---- DATA SECTION

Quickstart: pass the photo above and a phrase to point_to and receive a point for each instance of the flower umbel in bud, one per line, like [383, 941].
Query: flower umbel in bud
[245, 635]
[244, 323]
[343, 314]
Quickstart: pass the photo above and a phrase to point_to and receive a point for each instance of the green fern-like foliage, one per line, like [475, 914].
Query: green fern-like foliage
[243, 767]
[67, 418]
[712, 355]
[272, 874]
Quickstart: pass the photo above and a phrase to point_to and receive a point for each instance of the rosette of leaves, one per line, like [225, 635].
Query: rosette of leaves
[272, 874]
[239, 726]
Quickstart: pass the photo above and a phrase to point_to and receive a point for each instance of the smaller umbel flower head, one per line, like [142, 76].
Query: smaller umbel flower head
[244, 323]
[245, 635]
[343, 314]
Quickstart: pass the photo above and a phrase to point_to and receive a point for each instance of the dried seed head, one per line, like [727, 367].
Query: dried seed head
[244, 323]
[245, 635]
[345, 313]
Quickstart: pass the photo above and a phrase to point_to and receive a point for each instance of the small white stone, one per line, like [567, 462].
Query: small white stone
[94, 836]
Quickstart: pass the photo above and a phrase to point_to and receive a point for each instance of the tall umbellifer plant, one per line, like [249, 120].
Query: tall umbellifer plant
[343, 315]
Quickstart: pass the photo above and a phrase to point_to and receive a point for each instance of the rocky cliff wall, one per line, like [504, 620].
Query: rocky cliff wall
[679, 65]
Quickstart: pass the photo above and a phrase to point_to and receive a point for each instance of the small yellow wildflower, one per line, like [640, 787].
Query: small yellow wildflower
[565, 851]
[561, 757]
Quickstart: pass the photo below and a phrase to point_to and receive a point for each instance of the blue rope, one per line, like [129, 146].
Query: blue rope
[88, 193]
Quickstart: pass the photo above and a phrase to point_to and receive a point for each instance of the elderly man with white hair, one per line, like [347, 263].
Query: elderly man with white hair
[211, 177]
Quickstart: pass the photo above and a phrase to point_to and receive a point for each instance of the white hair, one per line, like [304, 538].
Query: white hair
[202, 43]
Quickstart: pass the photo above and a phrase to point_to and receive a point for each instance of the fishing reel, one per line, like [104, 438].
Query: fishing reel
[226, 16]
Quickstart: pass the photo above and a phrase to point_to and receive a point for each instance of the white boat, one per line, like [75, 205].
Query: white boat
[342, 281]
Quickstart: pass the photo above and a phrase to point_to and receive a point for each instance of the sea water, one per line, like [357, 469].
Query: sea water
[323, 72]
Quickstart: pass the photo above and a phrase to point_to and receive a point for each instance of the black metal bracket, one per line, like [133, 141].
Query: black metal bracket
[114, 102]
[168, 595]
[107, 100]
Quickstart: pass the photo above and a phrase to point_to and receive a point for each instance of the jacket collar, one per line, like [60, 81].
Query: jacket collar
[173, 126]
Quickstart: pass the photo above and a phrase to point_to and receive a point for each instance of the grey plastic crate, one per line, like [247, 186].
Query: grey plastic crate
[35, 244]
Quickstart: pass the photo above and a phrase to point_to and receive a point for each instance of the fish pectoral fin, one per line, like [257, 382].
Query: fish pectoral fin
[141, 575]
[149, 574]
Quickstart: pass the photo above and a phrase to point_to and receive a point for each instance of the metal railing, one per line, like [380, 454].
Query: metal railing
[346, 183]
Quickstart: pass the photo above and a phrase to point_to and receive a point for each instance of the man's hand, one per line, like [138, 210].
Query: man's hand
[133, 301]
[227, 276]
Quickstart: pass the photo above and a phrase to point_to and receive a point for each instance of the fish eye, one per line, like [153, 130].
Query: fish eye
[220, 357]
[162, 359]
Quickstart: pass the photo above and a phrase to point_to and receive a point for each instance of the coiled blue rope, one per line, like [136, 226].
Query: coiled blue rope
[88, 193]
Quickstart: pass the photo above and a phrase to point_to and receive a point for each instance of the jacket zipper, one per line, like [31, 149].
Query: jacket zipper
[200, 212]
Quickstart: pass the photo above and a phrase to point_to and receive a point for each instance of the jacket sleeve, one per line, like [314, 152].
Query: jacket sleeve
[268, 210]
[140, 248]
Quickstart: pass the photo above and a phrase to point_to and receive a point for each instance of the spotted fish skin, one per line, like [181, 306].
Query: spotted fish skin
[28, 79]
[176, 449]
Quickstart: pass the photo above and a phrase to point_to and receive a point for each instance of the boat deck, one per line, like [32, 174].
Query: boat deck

--------

■ TASK
All of the entries must be written out exactly as they stand.

■ WRITTEN SOLUTION
Quickstart: pass the photo above and a phrase to point_to and receive a point for each instance of the flower umbel in bud, one per line, like [383, 941].
Query: flower umbel in bud
[245, 635]
[244, 323]
[343, 314]
Quickstart: pass the photo above and a phrase to point_to and receive a point for each instance of the green fern-like foliage, one per line, like [475, 914].
Query: green fern-like foliage
[243, 767]
[67, 418]
[712, 355]
[272, 874]
Quickstart: pass the photo above and a phrase to point_to and receive a point for each instance of the rosette of leaves, one per line, like [225, 635].
Query: rosette of leaves
[272, 874]
[239, 726]
Quickstart: pass the photo above and a phrase to point_to and receive a point for each instance of the smaller umbel flower head, one per line, like [142, 76].
Query: smaller umbel flower head
[244, 323]
[245, 635]
[343, 314]
Quickstart: pass the photo above and a phrase to point_to and receive a point for each instance of the dried seed head, one per line, like [727, 367].
Query: dried seed head
[244, 323]
[245, 635]
[345, 313]
Quickstart: pass the photo above and a phrase to point_to and receive a point for each instance of the small white stone, one per line, like [567, 462].
Query: small white stone
[94, 836]
Quickstart: pass the photo above and a phrase to point_to and receive a point for each instance of the tall umbellifer plant, one per line, like [249, 120].
Query: tall umbellifer plant
[343, 315]
Quickstart: pass the photo above and a phrase to point_to and receive a point for each instance of the rocky cliff wall, one per line, like [504, 620].
Query: rocky cliff wall
[679, 65]
Quickstart: pass the photo above and a phrase to point_to and receive a point for each instance of the small yellow wildflower, one per line, like [640, 787].
Query: small yellow wildflower
[565, 851]
[561, 757]
Quickstart: pass the photo below and a phrase to point_to and receive a point for each instance of the blue rope, one per line, like [129, 146].
Query: blue rope
[88, 193]
Quickstart: pass the photo above and a phrase to point_to and receive a point for each instance of the elderly man with white hair, one per line, like [347, 263].
Query: elderly man with white hair
[211, 177]
Quickstart: pass the photo above and a phrase to point_to and receive a point for each instance of the white hair, one per line, like [304, 538].
Query: white hair
[202, 43]
Quickstart: pass the photo above and a phrase to point_to and receive a point for each instance of the fishing reel, one per line, like [104, 438].
Query: fishing reel
[226, 16]
Quickstart: pass the photo above and a phrase to point_to and receive a point for each instance of the white boat, one per line, like [75, 205].
Query: white boat
[342, 281]
Quickstart: pass the photo above and a phrase to point_to and receive a point for each instance of the sea water, one per line, like [357, 469].
Query: sea water
[323, 72]
Quickstart: pass the photo above and a phrase to point_to and receive a point for each instance of the black metal bracket, one per line, like [133, 141].
Query: black metal bracket
[114, 102]
[168, 595]
[107, 100]
Quickstart: pass the photo above and a phrase to point_to and receive a point for each instance of the jacket collar, one per line, like [60, 81].
Query: jacket collar
[173, 126]
Quickstart: pass the photo above and a phrase to point_to and receive a point for each instance of the grey plastic crate, one per line, like [247, 186].
Query: grey plastic crate
[35, 244]
Quickstart: pass the photo above and a phrase to point_to and receive a point for each instance of the fish pectoral fin, one per line, like [257, 382].
Query: fish pectoral fin
[141, 575]
[149, 574]
Quickstart: pass the photo above and a phrase to point_to and receive a point for each instance of the metal railing, one per line, like [380, 454].
Query: metal railing
[346, 183]
Quickstart: pass the photo above and a phrase to point_to and receive a point for each instance of the man's hand, one per line, like [138, 210].
Query: man's hand
[133, 301]
[227, 276]
Quickstart: pass the photo above and a phrase to point_to and receive a point for each instance of the fish eye, one per line, like [153, 130].
Query: fish eye
[220, 357]
[162, 359]
Quickstart: pass the photo above and a phrase to point_to and receive a point for each instance of the coiled blue rope, one per line, like [136, 226].
Query: coiled blue rope
[88, 193]
Quickstart: pass the photo above and a phrase to point_to and receive a point for each instance of the jacket zipper, one per line, like [31, 149].
Query: jacket zipper
[200, 212]
Quickstart: pass the photo above and a phrase to point_to and receive a point for each instance of the jacket sleeve, one per line, like [314, 152].
Query: jacket sleeve
[268, 210]
[140, 248]
Quickstart: pass the photo above and a phrase to point_to and receive a point for each instance of the spotted fish skin, one per line, like [181, 306].
Query: spotted fish skin
[28, 79]
[176, 449]
Quickstart: pass the photo above and a phrase to point_to and receive a point for each instance of the boat deck, one per line, like [32, 174].
Query: boat deck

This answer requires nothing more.